*Set of tasks:*
1. Translate into Spanish this sentence from the comment thread about abortion and Joe Biden: "Slavery was pretty rock solid too; and a civil war was fought where 600,000 Americans lost their lives."
2. In the comment thread about abortion and Joe Biden, reproduce word for word the stretch from "He most certainly" through "interfere with that.".

*Excerpt to read:*
Some states would outlaw abortion and the Constitution allows for that. It’s pretty tired to have to talk to defenses of abortion wherever it may occur.
The SCOTUS already has ruled that states can not outlaw all abortion.

Again, write a law that bans all abortions and include what penalty women who obtain abortions, will have to receive.

Jim
 
Slavery was pretty rock solid too; and a civil war was fought where 600,000 Americans lost their lives.
 
The SCOTUS already has ruled that states can not outlaw all abortion.

Again, write a law that bans all abortions and include what penalty women who obtain abortions, will have to receive.

Jim
And please do not forget to include miscarriages, and their punishment, such as El Salvador is enacting.
 
Don’t throw stones unless you are without sin.

Jim
The Bishop is not persecuting Joe Biden. He was criticizing a rediculous decision, by a “Catholic” college, to honor him with a prestigious award for upholding Catholic moral in his professional field.

Unlike someone like myself, Joe is in a high position and so able to consult with high positions in the Church regarding the moral obligations he has, as a Catholic, to perform his job in harmony with his Catholic faith.

Apparently, his choices don’t warrant excommunication, right? Yet, they certainly don’t warrant award.
 
The Bishop is not persecuting Joe Biden. He was criticizing a rediculous decision, by a “Catholic” college, to honor him with a prestigious award for upholding Catholic moral in his professional field.

Unlike someone like myself, Joe is in a high position and so able to consult with high positions in the Church regarding the moral obligations he has, as a Catholic, to perform his job in harmony with his Catholic faith.

Apparently, his choices don’t warrant excommunication, right? Yet, they certainly don’t warrant award.
Excommunication is not a punishment, it is a healing intervention for benefit of that person (in this case, Biden). In most cases, it is confidential. Bishop Rhoades is not Biden’s bishop. But he is bishop of South Bend, so if priests there take action that harms Biden - like awarding him in a dishonest way - the local bishop has a responsibility to speak out. The bishop is not criticizing Biden’s Washington actions, he is criticizing South Bend actions against the commandment, for bearing false witness - false witness by priests at Notre Dame.
 
He most certainly does.

BIDEN: My religion defines who I am. And I’ve been a practicing Catholic my whole life. And it has particularly informed my social doctrine. Catholic social doctrine talks about taking care of those who can’t take care of themselves, people who need help. With regard to abortion, I accept my church’s position that life begins at conception. That’s the church’s judgment. I accept it in my personal life. But I refuse to impose it on equally devout Christians and Muslims and Jews and–I just refuse to impose that on others, unlike my friend here, the congressman. I do not believe that we have a right to tell other people that women can’t control their body. It’s a decision between them and their doctor, in my view. And the Supreme Court–I’m not going to interfere with that.
Biden’s quote (in red) ignores the real issue here. The teaching of the Catholic Church is not just the philosophical or medical conclusion that life begins at conception. It is the infallible moral teaching of the Church that innocent life must be protected and defended. The exact means to do that are a matter of prudential judgment, but the conclusion that it should be only a matter between a mother and a medical professional is profoundly wrong.

*Dataset excerpts:*

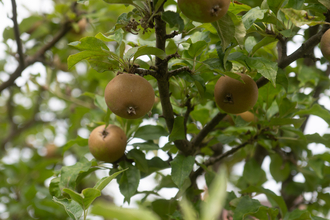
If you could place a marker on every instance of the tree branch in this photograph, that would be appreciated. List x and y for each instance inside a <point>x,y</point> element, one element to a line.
<point>37,56</point>
<point>179,70</point>
<point>17,35</point>
<point>17,130</point>
<point>299,53</point>
<point>144,72</point>
<point>207,129</point>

*Results for each task:*
1. La esclavitud también era bastante sólida; y se libró una guerra civil en la que 600.000 estadounidenses perdieron la vida.

2.
He most certainly does.

BIDEN: My religion defines who I am. And I’ve been a practicing Catholic my whole life. And it has particularly informed my social doctrine. Catholic social doctrine talks about taking care of those who can’t take care of themselves, people who need help. With regard to abortion, I accept my church’s position that life begins at conception. That’s the church’s judgment. I accept it in my personal life. But I refuse to impose it on equally devout Christians and Muslims and Jews and–I just refuse to impose that on others, unlike my friend here, the congressman. I do not believe that we have a right to tell other people that women can’t control their body. It’s a decision between them and their doctor, in my view. And the Supreme Court–I’m not going to interfere with that.